*** Opening of SOURCE MATERIAL ***

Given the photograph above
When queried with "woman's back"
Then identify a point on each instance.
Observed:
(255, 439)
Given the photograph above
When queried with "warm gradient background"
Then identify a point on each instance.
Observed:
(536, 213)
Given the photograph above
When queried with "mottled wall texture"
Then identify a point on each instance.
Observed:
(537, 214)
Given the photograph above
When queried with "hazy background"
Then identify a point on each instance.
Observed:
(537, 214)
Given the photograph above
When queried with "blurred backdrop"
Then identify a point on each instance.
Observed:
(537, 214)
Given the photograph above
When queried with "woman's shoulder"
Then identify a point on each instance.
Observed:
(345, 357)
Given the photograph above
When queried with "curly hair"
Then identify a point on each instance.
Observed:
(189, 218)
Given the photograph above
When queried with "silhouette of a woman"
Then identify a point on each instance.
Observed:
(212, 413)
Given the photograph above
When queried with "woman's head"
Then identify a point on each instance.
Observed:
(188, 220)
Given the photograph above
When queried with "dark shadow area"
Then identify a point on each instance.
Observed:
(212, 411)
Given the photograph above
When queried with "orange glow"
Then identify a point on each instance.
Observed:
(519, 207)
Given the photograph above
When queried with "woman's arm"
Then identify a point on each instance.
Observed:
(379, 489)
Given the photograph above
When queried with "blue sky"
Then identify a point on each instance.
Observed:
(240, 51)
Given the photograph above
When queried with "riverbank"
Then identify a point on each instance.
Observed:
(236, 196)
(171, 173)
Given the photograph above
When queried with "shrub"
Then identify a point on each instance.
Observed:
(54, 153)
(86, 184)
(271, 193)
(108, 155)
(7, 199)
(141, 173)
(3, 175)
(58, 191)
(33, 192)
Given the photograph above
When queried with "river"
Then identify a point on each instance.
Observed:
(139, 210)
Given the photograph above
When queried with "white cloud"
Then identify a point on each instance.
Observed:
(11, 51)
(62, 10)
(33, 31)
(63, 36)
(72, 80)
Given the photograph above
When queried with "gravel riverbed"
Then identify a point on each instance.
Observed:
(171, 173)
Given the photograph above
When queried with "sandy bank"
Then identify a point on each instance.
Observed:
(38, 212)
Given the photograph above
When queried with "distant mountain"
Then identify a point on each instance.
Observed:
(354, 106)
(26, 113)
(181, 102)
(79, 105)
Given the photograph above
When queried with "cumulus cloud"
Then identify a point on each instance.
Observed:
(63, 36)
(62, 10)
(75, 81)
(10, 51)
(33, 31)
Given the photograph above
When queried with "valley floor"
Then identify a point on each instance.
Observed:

*** Close of SOURCE MATERIAL ***

** TASK DIRECTIONS **
Search the entries for the word "background" and copy every line that has it.

** TASK RESULT **
When queried with "warm gradient background"
When queried with "hazy background"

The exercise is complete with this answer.